• **EXCERPT TO READ**:
○ ○ ○

Skip to content

v1.1.0 release

Compare
Choose a tag to compare
@kevin85421 kevin85421 released this 23 Mar 04:05
· 333 commits to master since this release
8adc538

Highlights

  • RayJob improvements

  • Structured logging

    • In KubeRay v1.1.0, we have changed the KubeRay logs to JSON format, and each log message includes context information such as the custom resource’s name and reconcileID. Hence, users can filter out logs associated with a RayCluster, RayJob, or RayService CR by its name.
  • RayService improvements

    • Refactor health check mechanism to improve the stability.
    • Deprecate the deploymentUnhealthySecondThreshold and serviceUnhealthySecondThreshold to avoid unintentional preparation of new RayCluster custom resource.
  • TPU multi-host PodSlice support

    • The KubeRay team is actively working with the Google GKE and TPU teams on integration. The required changes in KubeRay have already been completed. The GKE team will complete some tasks on their side this week or next. Then, users should be able to use multi-host TPU PodSlice with a static RayCluster (without autoscaling).
  • Stop publishing images on DockerHub; instead, we will only publish on Quay.

RayJob

RayJob state machine refactor

  • [RayJob][Status][1/n] Redefine the definition of JobDeploymentStatusComplete (#1719, @kevin85421)
  • [RayJob][Status][2/n] Redefine ready for RayCluster to avoid using HTTP requests to check dashboard status (#1733, @kevin85421)
  • [RayJob][Status][3/n] Define JobDeploymentStatusInitializing (#1737, @kevin85421)
  • [RayJob][Status][4/n] Remove some JobDeploymentStatus and updateState function calls (#1743, @kevin85421)
  • [RayJob][Status][5/n] Refactor getOrCreateK8sJob (#1750, @kevin85421)
  • [RayJob][Status][6/n] Redefine JobDeploymentStatusComplete and clean up K8s Job after TTL (#1762, @kevin85421)
  • [RayJob][Status][7/n] Define JobDeploymentStatusNew explicitly (#1772, @kevin85421)
  • [RayJob][Status][8/n] Only a RayJob with the status Running can transition to Complete at this moment (#1774, @kevin85421)
  • [RayJob][Status][9/n] RayJob should not pass any changes to RayCluster (#1776, @kevin85421)
  • [RayJob][10/n] Add finalizer to the RayJob when the RayJob status is JobDeploymentStatusNew (#1780, @kevin85421)
  • [RayJob][Status][11/n] Refactor the suspend operation (#1782, @kevin85421)
  • [RayJob][Status][12/n] Resume suspended RayJob (#1783, @kevin85421)
  • [RayJob][Status][13/n] Make suspend operation atomic by introducing the new status Suspending (#1798, @kevin85421)

○ ○ ○

• **BRIEF 1**: Copy the rows that follow word for word, leaving the picture out of your answer.

○ ○ ○

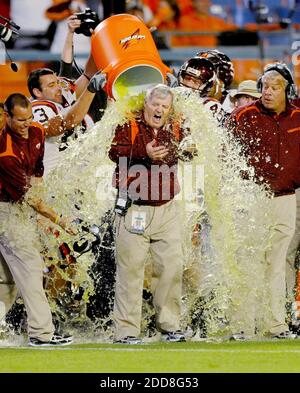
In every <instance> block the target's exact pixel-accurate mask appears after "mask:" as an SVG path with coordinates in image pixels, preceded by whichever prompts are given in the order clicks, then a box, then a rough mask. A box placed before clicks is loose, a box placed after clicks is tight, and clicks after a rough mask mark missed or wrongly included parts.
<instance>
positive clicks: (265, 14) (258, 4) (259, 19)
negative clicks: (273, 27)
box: [248, 1, 273, 24]
mask: <svg viewBox="0 0 300 393" xmlns="http://www.w3.org/2000/svg"><path fill="white" fill-rule="evenodd" d="M248 4H249V9H250V11H251V12H252V13H253V16H254V18H255V21H256V23H258V24H262V23H272V22H273V18H272V16H270V14H269V13H270V10H269V7H268V6H267V5H266V4H263V3H262V2H261V1H258V2H257V4H256V5H254V4H253V1H249V2H248Z"/></svg>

○ ○ ○

• **BRIEF 2**: Carry on the KubeRay v1.1.0 release notes above, starting right after their last line.

• **EXPECTED OUTPUT 1**:
In every <instance> block the target's exact pixel-accurate mask appears after "mask:" as an SVG path with coordinates in image pixels, preceded by whichever prompts are given in the order clicks, then a box, then a rough mask. A box placed before clicks is loose, a box placed after clicks is tight, and clicks after a rough mask mark missed or wrongly included parts.
<instance>
positive clicks: (265, 14) (258, 4) (259, 19)
negative clicks: (273, 27)
box: [248, 1, 273, 24]
mask: <svg viewBox="0 0 300 393" xmlns="http://www.w3.org/2000/svg"><path fill="white" fill-rule="evenodd" d="M248 4H249V9H250V11H251V12H252V13H253V16H254V18H255V21H256V23H258V24H262V23H272V22H273V18H272V16H270V14H269V13H270V10H269V7H268V6H267V5H266V4H263V3H262V2H261V1H258V2H257V4H256V5H254V4H253V1H249V2H248Z"/></svg>

• **EXPECTED OUTPUT 2**:
  • [RayJob][Status][14/n] Decouple the Initializing status and Running status (#1801, @kevin85421)
  • [RayJob][Status][15/n] Unify the codepath for the status transition to Suspended (#1805, @kevin85421)
  • [RayJob][Status][16/n] Refactor Running status (#1807, @kevin85421)
  • [RayJob][Status][17/n] Unify the codepath for status updates (#1814, @kevin85421)
  • [RayJob][Status][18/n] Control the entire lifecycle of the Kubernetes submitter Job using KubeRay (#1831, @kevin85421)
  • [RayJob][Status][19/n] Transition to Complete if the K8s Job fails (#1833, @kevin85421)

Others

  • [Refactor] Remove global utils.GetRayXXXClientFuncs (#1727, @rueian)
  • [Feature] Warn Users When Updating the RayClusterSpec in RayJob CR (#1778, @Yicheng-Lu-llll)
  • Add apply configurations to generated client (#1818, @astefanutti)
  • RayJob: inject RAY_DASHBOARD_ADDRESS envariable variable for user provided submiter templates (#1852, @andrewsykim)
  • [Bug] Submitter K8s Job fails even though the RayJob has a JobDeploymentStatus Complete and a JobStatus SUCCEEDED (#1919, @kevin85421)
  • add toleration for GPUs in sample pytorch RayJob (#1914, @andrewsykim)
  • Add a sample RayJob to fine-tune a PyTorch lightning text classifier with Ray Data (#1891, @andrewsykim)
  • rayjob controller: refactor environment variable check in unit tests (#1870, @andrewsykim)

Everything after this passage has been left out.